_Tasks to carry out:_
1. From the article on content strategy, repeat the stretch from "Yet, just like" through "make it happen.".
2. In the article on content strategy, what is the title of Abigail Ahern's new book?
3. Decide whether each statement agrees with the article on content strategy, and give yes or no with the deciding words quoted from it: (a) Abigail Ahern advises that the average room needs 8-10 lamps. (b) The article holds that good content strategy is minimalist monochrome. (c) Marie Kondo's Tidying Up series was on Netflix.

_Passage provided:_
Is it time to clean up your content strategy?
Does it bring you joy?
I’m talking about your content strategy, not your sock drawer.
Yet this was the question Marie Kondo threatened our possessions with in her Tidying Up Netflix series last year. It saw the purge of old clothes and keepsakes from the home and into landfill. Living rooms and kitchens felt spacious. Surfaces sparkled.
But now, in 2020, economies are falling apart and whole industries are in tatters. And the chances are your content strategy needs a damn good clean too.
“Clutter has emerged, dusty and triumphant, as a defining byproduct of the pandemic,” says the Guardian. Cluttercore is the name given to the unabashed piles of books, knick-knacks and strewn cushions clogging up social media. Yet, there is a more extreme and yet refined interior design trend that we should be taking our content strategy cues from: maximalism.
Good content strategy isn’t minimalist monochrome, high gloss and austere. It’s big, bold and colourful. It has lots of ‘stuff’ but all carefully chosen and placed. It’s textural and multilayered, provocative and surprising in the choice of elements. Just like an oversized lamp or an obsidian green bedroom, a well-designed content strategy solicits conversation.
“I think maximalist interiors have had a bad rap in the past because spaces can look like they’ve been decorated by someone who’s had seven cups of coffee while nursing a hangover: chaotic and messy with an overwhelming thoughtlessness and disarray that feels jarring and not at all serene.” So says interior designer Abigail Ahern in her new book Everything: A Maximalist Style Guide.
Abigail Ahern has made a name for herself with her swampy, inky decor and boho-meets-glam style. More is more in her London home — “the average room needs 8-10 lamps,” she advises — and it’s a maximalist mecca for some 175,000 Instagram followers.
Yet, just like a good content strategy, Ahern says “maximalist interiors don’t happen by chance. They are carefully planned and curated.”
Great interior design needs a central framework and answering some key questions about what you want the room to deliver. The same can be said for your content strategy. Interrogate how it is going to achieve the desired outcome, and what needs to be put in place to make it happen.

_Excerpted data:_
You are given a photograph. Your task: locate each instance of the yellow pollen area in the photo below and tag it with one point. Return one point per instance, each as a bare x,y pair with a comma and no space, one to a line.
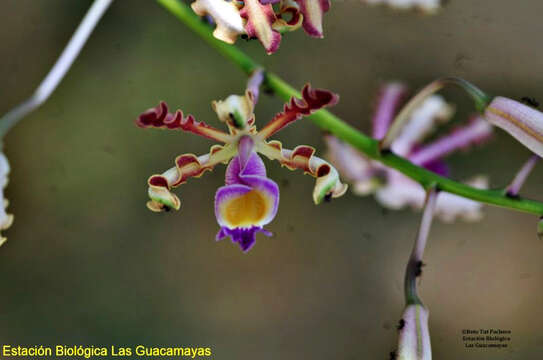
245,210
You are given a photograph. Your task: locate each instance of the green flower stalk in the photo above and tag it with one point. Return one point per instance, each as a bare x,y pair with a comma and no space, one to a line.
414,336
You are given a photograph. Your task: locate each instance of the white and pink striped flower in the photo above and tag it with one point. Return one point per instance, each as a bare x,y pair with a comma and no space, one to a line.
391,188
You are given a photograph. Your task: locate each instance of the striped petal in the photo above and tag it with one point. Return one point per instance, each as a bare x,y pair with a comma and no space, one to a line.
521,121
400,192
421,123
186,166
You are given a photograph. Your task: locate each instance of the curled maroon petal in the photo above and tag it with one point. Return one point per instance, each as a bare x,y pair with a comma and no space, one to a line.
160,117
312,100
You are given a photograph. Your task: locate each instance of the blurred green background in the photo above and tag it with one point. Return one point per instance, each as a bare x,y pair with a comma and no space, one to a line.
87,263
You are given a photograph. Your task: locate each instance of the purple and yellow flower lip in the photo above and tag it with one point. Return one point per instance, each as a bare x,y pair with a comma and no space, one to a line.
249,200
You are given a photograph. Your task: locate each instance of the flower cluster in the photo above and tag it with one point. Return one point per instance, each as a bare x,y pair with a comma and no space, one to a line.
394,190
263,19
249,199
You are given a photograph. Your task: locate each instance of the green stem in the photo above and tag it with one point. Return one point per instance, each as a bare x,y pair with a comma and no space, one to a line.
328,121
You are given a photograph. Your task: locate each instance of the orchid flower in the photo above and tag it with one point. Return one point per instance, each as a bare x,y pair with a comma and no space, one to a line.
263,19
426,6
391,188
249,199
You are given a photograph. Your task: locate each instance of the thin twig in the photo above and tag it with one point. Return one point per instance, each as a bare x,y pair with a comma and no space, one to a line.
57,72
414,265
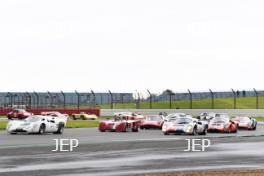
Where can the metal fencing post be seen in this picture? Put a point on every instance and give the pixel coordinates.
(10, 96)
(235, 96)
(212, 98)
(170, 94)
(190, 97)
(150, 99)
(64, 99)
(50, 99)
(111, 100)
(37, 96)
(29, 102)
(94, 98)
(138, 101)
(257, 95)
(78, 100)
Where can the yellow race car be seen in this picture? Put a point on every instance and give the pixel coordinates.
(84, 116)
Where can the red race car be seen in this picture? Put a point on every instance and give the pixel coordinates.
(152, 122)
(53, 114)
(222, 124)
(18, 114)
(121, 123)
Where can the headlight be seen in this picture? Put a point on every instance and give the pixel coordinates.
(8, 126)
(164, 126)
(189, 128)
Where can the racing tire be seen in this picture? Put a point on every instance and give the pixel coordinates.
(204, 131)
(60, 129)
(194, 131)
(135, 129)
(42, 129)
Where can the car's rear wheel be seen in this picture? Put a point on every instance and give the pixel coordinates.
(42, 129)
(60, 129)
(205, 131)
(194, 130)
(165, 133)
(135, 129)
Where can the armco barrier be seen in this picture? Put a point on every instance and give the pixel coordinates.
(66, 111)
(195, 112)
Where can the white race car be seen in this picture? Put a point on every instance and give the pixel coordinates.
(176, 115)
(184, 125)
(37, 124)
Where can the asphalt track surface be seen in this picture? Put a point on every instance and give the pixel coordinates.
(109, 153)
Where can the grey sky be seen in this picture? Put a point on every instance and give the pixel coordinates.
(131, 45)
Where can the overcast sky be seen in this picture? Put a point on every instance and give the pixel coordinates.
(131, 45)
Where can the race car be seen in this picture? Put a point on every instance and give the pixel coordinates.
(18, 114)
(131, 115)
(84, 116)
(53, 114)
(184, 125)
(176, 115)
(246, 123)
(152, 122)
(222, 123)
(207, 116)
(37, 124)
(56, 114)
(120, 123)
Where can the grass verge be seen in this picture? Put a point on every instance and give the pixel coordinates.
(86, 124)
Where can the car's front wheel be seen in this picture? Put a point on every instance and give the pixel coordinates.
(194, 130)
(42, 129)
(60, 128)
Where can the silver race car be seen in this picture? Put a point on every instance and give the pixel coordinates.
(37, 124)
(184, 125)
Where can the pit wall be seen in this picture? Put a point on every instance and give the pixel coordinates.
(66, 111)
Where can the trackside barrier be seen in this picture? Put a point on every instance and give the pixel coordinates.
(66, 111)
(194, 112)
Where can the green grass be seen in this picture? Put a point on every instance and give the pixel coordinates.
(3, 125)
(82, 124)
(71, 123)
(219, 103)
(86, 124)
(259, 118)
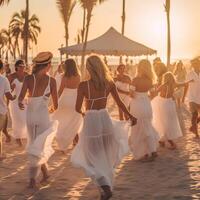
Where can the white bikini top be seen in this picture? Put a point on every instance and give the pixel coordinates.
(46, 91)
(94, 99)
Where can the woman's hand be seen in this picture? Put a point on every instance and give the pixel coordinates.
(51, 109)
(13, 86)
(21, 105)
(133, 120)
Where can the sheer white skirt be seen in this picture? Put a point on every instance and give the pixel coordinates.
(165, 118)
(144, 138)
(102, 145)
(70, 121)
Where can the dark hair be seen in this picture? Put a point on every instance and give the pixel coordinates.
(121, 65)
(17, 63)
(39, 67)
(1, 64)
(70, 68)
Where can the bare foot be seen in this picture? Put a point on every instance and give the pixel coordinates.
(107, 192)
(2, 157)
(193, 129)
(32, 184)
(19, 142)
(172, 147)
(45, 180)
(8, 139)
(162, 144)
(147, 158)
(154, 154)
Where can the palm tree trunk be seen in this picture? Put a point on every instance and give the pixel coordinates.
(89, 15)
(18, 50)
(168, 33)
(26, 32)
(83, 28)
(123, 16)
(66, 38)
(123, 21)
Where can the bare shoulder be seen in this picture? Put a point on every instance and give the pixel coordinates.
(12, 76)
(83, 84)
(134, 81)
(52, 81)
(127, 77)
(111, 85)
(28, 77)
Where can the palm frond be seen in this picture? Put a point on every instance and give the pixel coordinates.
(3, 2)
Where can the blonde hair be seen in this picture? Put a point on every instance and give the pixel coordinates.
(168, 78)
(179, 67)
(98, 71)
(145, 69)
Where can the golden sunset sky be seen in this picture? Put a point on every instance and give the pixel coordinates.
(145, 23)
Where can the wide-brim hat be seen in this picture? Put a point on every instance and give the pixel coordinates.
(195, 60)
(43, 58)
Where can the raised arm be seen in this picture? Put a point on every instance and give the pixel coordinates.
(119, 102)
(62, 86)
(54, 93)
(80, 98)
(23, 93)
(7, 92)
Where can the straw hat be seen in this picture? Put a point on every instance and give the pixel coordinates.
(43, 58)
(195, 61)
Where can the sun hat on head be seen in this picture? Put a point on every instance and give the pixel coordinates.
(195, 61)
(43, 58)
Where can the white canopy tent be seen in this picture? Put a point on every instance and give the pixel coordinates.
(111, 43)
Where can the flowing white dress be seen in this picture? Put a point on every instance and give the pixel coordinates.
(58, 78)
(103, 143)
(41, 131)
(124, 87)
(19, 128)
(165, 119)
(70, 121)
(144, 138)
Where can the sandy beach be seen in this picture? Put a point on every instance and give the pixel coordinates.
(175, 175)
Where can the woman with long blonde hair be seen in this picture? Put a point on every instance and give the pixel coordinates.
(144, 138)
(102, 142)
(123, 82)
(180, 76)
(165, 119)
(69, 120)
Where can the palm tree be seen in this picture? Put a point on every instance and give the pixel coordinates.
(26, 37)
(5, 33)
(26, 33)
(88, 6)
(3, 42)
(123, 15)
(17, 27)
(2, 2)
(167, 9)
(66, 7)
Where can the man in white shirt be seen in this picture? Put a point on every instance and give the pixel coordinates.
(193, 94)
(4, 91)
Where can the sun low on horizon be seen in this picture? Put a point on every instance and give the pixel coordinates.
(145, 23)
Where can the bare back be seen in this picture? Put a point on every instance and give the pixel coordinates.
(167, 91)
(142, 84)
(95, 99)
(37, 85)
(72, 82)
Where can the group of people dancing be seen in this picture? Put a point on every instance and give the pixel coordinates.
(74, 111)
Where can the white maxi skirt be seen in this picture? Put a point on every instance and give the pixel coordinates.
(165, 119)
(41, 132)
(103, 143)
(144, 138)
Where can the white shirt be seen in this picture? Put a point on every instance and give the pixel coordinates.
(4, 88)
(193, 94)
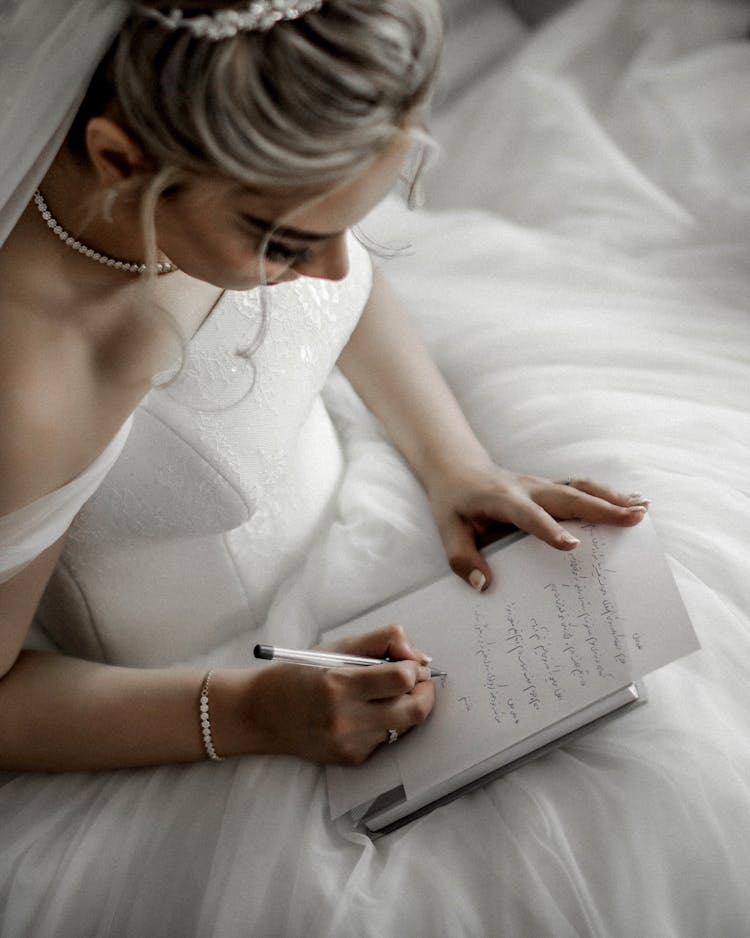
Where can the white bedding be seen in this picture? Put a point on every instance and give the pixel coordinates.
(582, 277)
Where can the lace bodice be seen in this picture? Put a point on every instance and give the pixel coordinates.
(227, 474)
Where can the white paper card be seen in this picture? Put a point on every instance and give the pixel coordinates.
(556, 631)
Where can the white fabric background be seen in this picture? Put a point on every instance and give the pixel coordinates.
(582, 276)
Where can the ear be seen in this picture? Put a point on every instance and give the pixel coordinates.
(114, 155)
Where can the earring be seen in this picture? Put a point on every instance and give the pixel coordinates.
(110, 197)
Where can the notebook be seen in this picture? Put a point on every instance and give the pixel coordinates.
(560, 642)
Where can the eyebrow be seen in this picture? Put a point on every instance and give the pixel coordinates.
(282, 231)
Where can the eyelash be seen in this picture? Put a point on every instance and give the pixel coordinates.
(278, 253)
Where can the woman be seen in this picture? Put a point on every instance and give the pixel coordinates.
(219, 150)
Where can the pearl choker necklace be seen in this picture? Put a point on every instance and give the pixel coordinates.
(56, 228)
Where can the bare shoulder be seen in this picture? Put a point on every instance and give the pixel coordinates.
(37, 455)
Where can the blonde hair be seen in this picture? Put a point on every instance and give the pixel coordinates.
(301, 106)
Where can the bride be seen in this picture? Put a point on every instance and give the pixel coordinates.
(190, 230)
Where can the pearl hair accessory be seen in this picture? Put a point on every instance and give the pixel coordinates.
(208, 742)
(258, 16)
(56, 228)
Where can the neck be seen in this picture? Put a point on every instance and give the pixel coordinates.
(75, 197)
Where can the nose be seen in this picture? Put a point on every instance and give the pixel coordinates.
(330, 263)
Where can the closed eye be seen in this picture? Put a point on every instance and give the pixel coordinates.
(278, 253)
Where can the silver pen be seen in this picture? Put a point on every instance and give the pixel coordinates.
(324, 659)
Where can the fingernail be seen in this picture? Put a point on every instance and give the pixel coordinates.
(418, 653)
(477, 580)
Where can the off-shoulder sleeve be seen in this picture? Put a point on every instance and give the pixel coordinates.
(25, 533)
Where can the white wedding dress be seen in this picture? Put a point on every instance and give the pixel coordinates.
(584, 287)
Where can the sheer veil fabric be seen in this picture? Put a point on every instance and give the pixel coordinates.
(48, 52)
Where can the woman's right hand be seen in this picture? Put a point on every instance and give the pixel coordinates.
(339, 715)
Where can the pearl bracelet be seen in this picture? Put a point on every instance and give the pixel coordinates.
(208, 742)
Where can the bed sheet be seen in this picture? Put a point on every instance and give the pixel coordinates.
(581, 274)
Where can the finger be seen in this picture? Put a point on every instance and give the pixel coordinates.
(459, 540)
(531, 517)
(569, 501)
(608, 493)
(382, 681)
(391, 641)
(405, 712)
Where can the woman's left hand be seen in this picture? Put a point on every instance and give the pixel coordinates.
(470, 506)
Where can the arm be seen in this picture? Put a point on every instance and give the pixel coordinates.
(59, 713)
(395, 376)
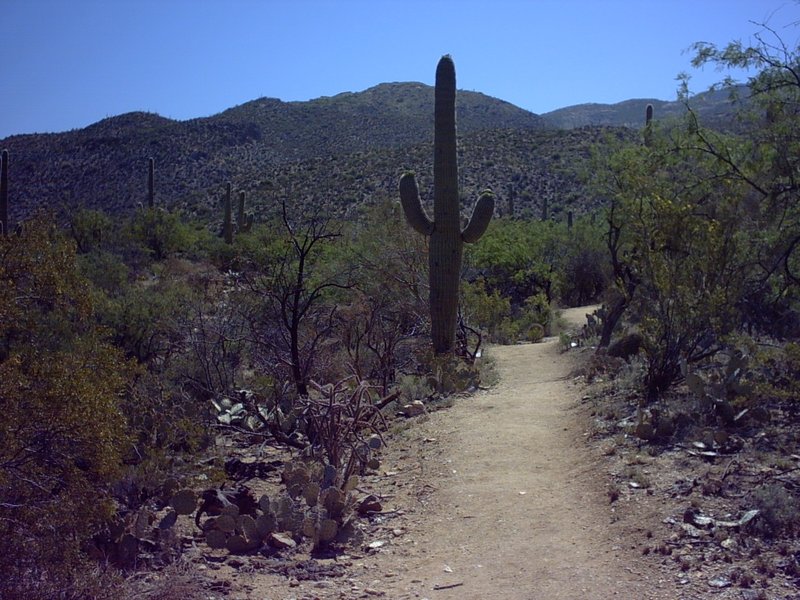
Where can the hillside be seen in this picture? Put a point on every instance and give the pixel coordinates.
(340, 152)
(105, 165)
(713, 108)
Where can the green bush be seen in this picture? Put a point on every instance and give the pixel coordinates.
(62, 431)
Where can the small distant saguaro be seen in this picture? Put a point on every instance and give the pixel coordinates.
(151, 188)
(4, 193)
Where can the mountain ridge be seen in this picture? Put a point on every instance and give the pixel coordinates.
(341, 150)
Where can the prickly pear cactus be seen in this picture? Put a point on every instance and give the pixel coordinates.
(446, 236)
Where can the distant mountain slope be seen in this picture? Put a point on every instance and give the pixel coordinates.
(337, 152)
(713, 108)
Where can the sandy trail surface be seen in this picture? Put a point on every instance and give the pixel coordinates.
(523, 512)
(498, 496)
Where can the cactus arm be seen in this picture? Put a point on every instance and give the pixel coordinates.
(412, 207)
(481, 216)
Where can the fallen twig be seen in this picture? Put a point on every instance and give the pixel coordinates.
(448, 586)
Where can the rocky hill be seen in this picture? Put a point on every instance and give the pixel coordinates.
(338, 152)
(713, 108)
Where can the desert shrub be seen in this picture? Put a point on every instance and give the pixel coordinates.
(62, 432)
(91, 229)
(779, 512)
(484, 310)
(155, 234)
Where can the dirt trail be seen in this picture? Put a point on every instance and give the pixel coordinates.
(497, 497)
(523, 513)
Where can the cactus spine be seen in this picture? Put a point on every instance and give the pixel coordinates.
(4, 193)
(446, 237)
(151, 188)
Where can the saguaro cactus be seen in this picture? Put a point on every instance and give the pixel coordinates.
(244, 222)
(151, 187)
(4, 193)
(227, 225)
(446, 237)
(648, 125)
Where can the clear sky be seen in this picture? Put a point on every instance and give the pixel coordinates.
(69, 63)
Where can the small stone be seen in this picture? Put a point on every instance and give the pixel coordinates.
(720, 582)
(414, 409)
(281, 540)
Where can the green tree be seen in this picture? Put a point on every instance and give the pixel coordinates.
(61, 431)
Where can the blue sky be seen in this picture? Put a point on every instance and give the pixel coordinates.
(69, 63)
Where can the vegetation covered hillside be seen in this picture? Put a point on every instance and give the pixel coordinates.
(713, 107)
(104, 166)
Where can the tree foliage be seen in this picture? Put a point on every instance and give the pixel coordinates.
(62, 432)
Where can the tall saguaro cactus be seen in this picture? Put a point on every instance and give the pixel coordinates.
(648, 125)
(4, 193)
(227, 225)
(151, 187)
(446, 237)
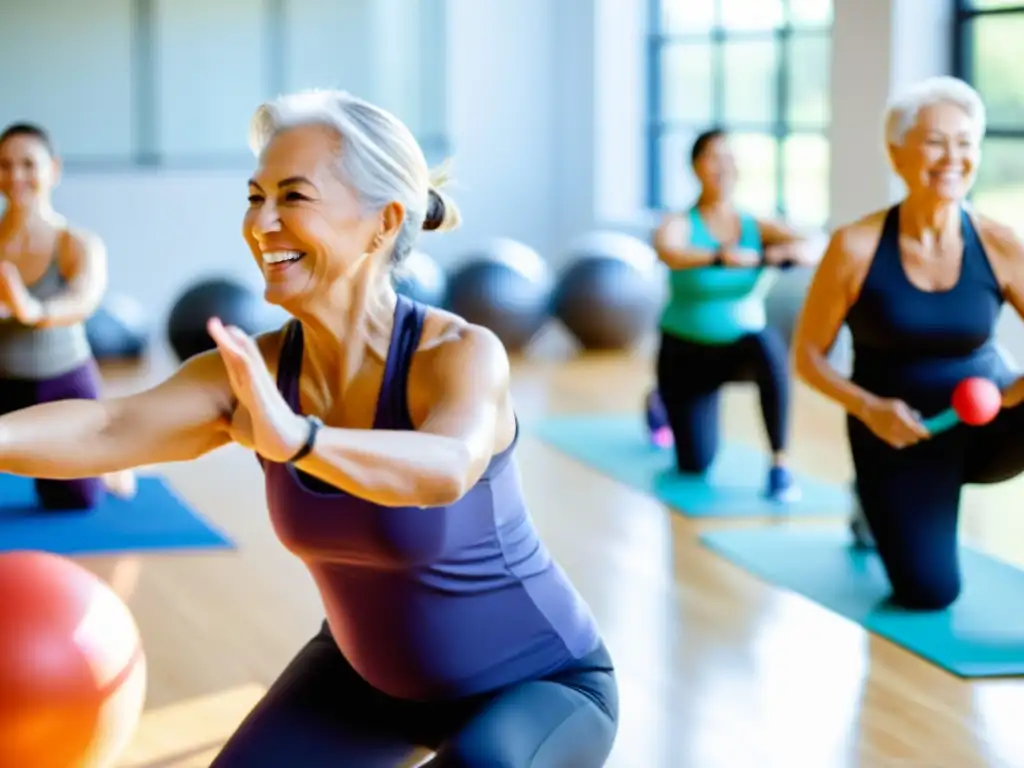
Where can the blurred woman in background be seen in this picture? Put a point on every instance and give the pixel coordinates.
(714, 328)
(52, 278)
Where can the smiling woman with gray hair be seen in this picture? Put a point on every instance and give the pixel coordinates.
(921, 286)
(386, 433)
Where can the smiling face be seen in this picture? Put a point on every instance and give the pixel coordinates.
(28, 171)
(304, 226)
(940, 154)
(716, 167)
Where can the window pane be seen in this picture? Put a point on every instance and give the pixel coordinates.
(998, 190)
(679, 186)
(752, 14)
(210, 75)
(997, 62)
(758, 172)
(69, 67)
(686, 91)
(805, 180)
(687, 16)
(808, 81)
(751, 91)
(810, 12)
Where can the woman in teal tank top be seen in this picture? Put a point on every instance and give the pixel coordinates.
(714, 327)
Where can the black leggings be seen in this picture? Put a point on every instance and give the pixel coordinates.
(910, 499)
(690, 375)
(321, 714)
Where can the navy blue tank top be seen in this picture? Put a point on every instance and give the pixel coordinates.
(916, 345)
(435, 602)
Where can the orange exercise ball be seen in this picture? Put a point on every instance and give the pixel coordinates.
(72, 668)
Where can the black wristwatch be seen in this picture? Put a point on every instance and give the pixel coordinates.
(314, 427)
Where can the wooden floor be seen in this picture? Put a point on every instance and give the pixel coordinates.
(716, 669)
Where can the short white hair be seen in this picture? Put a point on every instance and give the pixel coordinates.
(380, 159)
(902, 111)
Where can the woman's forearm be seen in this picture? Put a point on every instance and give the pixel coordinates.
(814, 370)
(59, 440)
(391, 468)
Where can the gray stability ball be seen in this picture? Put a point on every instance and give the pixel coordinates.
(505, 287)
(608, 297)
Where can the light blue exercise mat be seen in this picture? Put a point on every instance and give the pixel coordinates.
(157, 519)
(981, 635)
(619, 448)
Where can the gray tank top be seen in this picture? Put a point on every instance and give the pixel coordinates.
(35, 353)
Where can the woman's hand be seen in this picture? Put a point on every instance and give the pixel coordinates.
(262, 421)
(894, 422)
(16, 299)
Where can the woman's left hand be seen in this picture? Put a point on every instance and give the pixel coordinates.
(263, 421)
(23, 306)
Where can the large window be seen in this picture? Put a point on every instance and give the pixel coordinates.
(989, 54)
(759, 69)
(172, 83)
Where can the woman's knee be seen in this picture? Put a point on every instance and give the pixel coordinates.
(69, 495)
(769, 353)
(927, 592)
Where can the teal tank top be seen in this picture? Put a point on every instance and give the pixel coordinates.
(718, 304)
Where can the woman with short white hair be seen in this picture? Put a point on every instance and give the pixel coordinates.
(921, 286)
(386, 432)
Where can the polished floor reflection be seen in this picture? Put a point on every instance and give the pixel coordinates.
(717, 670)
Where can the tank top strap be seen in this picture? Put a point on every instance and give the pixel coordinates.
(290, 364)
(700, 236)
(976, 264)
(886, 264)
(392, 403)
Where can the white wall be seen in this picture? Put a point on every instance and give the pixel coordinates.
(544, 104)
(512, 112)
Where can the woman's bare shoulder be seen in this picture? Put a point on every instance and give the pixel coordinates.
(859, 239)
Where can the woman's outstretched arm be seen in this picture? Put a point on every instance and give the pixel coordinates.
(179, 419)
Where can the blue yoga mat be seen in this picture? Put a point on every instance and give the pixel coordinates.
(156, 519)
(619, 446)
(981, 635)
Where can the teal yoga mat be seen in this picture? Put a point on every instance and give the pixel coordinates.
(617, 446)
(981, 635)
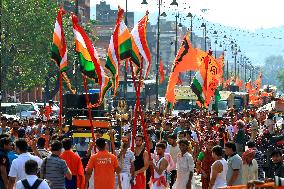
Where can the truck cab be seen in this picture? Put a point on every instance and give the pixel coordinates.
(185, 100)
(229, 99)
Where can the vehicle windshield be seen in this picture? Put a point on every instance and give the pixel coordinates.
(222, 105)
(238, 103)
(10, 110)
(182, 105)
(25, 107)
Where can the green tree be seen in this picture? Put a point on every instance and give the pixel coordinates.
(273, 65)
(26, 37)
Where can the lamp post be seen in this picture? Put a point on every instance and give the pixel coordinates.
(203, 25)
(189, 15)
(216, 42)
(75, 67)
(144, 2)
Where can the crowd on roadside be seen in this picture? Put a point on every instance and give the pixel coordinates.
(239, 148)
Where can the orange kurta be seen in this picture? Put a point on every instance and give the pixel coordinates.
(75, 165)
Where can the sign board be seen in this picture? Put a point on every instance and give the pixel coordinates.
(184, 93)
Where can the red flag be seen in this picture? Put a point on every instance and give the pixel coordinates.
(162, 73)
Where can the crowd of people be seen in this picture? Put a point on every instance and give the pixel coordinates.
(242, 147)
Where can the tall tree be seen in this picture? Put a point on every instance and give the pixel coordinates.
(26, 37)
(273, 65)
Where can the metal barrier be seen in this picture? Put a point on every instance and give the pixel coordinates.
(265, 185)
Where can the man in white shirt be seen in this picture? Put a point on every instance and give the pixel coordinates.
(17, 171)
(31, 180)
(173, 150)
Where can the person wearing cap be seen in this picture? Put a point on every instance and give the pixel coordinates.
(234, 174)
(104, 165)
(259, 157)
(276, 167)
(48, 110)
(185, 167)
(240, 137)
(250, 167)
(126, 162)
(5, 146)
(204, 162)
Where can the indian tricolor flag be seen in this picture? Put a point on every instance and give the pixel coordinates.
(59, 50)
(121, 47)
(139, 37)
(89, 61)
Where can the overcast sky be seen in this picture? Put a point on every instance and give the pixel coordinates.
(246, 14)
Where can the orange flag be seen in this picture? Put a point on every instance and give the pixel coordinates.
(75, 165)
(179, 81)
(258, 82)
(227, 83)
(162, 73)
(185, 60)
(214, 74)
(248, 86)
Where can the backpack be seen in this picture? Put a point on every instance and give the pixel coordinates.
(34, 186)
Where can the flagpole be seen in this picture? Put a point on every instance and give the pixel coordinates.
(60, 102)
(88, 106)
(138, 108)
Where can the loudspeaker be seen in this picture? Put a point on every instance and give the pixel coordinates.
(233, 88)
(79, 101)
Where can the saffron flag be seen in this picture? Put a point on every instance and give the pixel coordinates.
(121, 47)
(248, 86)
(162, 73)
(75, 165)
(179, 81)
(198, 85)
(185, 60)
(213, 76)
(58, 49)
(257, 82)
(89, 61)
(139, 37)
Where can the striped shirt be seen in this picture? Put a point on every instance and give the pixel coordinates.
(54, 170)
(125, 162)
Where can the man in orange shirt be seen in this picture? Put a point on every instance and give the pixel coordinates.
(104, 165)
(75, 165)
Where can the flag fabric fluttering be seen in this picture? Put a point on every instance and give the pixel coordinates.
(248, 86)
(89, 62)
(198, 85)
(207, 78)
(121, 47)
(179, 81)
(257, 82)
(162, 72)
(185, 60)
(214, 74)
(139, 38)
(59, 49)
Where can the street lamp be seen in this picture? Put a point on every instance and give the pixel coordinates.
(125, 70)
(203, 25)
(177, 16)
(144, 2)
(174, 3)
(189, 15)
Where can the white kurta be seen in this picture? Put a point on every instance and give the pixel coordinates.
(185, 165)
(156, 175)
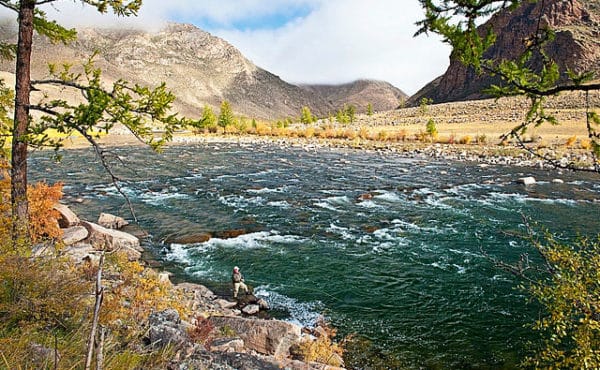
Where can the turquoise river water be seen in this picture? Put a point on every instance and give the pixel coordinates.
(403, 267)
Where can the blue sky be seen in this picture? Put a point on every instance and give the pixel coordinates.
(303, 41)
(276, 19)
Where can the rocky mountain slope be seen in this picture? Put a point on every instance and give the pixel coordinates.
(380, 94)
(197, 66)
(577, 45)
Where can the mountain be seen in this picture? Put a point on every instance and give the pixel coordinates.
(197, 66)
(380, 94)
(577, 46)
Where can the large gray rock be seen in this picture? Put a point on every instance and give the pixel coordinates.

_Results for each task:_
1.
Yet, just like a good content strategy, Ahern says “maximalist interiors don’t happen by chance. They are carefully planned and curated.”
Great interior design needs a central framework and answering some key questions about what you want the room to deliver. The same can be said for your content strategy. Interrogate how it is going to achieve the desired outcome, and what needs to be put in place to make it happen.

2. Everything: A Maximalist Style Guide

3.
(a) Yes: "the average room needs 8-10 lamps"
(b) No: "Good content strategy isn’t minimalist monochrome, high gloss and austere."
(c) Yes: "in her Tidying Up Netflix series last year"